BRIEF: Could you please return each line of the data that has the word "small"?
* * * * * * *
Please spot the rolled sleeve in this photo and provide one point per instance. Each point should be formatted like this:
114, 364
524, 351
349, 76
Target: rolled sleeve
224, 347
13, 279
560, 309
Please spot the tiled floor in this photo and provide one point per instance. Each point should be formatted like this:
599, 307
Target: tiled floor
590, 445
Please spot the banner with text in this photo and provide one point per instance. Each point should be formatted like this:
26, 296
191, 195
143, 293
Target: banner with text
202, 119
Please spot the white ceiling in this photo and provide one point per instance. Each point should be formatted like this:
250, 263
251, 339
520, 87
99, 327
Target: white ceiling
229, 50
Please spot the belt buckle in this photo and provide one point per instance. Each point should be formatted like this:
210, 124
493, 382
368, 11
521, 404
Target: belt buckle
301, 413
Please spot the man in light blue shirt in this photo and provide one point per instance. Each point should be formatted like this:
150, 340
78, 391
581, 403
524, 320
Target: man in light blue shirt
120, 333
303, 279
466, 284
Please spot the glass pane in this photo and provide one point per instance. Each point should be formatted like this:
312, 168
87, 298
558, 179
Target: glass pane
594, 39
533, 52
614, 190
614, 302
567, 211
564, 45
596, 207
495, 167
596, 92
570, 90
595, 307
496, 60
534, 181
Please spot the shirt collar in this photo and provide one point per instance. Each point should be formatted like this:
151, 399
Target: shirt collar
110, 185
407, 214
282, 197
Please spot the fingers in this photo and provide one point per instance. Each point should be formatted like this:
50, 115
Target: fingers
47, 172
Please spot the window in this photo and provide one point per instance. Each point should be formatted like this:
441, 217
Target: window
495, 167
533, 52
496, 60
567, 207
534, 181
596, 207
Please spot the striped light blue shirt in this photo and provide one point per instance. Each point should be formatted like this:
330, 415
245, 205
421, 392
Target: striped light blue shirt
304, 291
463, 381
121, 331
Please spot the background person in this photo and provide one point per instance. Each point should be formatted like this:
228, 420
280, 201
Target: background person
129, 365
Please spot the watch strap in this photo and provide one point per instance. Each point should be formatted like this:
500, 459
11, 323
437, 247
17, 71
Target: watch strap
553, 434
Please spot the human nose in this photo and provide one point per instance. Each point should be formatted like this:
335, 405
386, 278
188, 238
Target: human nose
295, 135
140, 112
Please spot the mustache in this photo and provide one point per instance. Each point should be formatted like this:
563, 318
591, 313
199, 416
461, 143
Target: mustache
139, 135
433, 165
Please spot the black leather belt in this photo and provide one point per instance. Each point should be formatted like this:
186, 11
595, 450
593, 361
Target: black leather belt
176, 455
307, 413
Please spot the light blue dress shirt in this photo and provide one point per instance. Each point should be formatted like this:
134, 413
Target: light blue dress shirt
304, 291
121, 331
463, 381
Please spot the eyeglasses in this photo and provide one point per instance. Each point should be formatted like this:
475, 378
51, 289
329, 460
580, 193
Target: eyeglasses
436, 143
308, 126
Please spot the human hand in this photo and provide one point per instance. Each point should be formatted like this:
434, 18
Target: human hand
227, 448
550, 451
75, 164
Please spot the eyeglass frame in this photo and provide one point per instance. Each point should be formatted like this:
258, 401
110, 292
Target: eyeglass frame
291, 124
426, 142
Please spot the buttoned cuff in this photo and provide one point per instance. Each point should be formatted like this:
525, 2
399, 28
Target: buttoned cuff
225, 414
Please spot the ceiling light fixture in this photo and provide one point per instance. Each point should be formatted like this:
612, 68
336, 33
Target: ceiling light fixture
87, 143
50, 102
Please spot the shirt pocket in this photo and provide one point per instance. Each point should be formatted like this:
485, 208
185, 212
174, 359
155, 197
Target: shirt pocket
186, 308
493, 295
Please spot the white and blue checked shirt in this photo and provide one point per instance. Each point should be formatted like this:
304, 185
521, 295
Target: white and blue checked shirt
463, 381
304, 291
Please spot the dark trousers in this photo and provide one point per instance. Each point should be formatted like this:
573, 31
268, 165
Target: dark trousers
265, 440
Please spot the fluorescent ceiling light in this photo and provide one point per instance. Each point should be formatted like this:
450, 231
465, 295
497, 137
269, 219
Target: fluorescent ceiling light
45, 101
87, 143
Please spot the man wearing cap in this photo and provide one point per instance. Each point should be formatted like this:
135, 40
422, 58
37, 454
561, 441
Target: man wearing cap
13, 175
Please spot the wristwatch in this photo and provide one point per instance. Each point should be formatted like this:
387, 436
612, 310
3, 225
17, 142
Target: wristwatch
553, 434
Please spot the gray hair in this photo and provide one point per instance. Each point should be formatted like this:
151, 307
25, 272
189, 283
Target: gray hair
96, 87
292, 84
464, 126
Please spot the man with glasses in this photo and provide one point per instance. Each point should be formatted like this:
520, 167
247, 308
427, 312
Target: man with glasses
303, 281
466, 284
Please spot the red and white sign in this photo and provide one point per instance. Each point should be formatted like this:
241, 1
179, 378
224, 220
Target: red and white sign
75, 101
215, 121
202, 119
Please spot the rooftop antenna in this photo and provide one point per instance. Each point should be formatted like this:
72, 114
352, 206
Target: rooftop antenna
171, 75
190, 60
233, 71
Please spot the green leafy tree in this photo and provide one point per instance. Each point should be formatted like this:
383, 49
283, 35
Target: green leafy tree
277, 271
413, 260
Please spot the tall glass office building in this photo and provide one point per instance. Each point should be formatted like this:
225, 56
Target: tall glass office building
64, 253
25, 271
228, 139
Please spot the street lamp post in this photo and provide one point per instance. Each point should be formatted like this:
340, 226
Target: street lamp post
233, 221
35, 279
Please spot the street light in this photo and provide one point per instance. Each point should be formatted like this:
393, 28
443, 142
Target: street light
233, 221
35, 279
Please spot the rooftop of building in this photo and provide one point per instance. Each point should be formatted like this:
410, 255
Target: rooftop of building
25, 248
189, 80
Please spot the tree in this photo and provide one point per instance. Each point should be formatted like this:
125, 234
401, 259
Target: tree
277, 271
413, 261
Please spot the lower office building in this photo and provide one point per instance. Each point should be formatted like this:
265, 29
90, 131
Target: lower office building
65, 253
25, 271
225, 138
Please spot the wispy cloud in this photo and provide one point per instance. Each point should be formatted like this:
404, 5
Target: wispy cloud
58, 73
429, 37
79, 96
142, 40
* * * * * * *
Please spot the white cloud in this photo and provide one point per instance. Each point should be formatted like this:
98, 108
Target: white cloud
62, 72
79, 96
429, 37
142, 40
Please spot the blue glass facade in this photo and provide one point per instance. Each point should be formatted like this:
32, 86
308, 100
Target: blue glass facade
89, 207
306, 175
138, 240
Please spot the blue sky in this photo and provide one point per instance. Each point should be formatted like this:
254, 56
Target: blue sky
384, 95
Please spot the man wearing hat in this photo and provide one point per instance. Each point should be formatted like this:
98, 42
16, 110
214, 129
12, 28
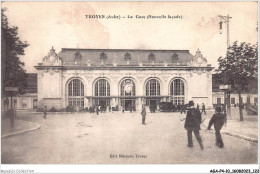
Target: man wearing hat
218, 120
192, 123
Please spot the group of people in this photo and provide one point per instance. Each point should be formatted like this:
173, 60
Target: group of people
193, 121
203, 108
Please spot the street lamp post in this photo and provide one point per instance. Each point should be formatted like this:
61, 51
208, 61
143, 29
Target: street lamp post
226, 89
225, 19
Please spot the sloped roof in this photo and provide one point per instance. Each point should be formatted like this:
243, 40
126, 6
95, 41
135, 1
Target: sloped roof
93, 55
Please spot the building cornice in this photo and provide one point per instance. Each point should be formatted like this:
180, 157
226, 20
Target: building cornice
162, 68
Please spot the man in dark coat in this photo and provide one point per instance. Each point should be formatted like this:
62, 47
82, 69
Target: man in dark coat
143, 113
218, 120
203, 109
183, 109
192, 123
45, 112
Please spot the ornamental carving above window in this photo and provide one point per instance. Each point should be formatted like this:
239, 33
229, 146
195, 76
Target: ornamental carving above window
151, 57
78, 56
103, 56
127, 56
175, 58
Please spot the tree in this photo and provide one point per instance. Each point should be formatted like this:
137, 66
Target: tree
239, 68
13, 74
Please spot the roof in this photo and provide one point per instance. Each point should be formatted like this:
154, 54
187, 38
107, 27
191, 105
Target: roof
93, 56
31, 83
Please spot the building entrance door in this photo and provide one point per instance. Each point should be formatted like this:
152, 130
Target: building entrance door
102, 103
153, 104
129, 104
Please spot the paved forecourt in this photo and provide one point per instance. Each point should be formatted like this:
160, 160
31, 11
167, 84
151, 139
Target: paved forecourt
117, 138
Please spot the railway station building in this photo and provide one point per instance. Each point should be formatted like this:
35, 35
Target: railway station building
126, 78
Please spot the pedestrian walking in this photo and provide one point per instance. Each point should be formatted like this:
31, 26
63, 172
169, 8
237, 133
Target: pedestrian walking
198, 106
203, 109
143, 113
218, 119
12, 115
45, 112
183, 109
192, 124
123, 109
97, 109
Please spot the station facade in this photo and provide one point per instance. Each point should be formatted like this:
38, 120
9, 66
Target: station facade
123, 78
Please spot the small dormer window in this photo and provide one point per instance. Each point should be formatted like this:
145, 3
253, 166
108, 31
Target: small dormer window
* * * * * * *
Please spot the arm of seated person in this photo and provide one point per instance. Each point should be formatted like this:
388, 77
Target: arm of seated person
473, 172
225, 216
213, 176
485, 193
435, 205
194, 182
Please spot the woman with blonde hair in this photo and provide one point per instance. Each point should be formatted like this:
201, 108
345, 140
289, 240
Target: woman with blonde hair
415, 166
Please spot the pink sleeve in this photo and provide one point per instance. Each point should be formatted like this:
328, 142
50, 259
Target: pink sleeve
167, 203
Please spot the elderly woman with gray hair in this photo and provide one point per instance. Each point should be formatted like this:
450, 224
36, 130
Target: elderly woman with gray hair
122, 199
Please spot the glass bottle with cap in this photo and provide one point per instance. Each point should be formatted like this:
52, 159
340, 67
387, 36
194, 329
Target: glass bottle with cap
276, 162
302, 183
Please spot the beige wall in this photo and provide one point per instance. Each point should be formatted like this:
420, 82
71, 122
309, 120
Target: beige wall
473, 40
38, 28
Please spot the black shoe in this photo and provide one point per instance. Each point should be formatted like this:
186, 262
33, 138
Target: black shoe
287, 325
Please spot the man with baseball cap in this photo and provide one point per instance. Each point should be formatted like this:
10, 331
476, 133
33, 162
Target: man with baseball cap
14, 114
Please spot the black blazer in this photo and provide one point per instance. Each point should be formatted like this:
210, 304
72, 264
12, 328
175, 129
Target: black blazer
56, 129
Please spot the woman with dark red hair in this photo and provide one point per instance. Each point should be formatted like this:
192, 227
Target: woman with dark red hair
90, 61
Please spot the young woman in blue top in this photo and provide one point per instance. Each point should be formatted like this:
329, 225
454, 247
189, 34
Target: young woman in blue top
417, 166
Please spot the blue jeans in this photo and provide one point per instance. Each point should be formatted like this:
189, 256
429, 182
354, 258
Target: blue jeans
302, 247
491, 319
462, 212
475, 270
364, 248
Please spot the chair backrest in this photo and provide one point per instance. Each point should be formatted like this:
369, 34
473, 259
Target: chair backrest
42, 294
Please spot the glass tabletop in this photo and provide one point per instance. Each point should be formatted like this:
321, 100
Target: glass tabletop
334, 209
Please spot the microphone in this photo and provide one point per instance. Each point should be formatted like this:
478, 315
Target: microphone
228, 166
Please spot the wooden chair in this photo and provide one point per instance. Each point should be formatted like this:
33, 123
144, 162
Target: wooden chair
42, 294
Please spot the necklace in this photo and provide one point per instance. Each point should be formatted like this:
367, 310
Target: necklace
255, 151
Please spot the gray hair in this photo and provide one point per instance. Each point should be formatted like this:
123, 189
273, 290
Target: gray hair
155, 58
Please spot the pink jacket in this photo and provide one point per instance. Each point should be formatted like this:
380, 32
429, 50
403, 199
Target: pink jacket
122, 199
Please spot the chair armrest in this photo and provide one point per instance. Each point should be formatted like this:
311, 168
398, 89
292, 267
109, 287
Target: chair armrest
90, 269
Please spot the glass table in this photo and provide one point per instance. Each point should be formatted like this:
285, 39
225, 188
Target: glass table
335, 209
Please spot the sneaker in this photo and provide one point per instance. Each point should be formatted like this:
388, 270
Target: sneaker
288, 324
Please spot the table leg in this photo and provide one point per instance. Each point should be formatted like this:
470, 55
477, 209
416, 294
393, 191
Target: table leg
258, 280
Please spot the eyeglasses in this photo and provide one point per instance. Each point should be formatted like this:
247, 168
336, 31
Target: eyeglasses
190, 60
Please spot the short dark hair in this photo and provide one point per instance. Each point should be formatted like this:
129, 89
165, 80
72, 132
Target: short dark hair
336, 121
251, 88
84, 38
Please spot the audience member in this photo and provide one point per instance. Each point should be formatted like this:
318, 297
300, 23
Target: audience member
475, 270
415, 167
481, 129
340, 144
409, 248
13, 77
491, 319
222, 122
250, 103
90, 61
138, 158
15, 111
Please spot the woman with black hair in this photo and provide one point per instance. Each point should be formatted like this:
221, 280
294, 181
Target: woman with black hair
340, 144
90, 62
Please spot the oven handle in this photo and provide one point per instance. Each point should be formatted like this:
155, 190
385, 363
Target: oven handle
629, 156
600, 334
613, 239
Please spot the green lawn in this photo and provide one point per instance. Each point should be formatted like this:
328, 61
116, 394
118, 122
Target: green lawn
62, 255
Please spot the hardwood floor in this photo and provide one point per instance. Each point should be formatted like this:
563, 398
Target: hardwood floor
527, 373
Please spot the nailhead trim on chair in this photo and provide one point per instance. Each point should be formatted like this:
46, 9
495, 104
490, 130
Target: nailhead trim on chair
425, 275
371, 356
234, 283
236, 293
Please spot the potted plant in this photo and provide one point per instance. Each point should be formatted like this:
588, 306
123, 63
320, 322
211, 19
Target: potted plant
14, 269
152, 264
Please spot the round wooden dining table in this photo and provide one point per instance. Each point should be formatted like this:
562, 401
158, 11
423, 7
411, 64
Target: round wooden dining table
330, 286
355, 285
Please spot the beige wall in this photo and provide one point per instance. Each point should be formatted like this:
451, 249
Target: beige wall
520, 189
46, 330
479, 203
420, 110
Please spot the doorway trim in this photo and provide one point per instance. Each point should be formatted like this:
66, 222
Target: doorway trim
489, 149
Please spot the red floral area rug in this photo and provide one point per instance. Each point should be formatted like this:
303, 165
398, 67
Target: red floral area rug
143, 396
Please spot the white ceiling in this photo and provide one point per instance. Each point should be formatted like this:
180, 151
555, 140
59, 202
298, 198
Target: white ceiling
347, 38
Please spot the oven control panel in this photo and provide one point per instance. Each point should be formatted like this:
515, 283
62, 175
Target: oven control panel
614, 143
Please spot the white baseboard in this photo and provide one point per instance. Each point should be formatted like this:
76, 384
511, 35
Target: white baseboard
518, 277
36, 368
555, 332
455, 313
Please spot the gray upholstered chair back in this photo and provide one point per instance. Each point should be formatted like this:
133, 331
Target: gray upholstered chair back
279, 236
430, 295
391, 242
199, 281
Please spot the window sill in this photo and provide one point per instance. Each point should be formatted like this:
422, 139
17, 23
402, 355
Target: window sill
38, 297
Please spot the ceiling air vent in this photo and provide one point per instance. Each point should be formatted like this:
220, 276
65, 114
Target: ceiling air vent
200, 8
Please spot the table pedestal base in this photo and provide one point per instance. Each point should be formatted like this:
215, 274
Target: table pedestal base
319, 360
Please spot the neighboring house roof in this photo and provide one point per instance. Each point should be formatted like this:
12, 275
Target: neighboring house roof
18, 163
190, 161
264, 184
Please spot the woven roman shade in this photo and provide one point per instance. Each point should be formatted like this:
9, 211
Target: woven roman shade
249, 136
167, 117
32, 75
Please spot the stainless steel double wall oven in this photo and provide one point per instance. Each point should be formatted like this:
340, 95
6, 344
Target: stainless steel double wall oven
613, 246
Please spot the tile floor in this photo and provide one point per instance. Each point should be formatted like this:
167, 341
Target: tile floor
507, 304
* * * * * * *
RESULT OF THE EXERCISE:
Please spot the small dormer window in this photo and provide one point per instance. Each point should be formatted like this:
Target: small dormer window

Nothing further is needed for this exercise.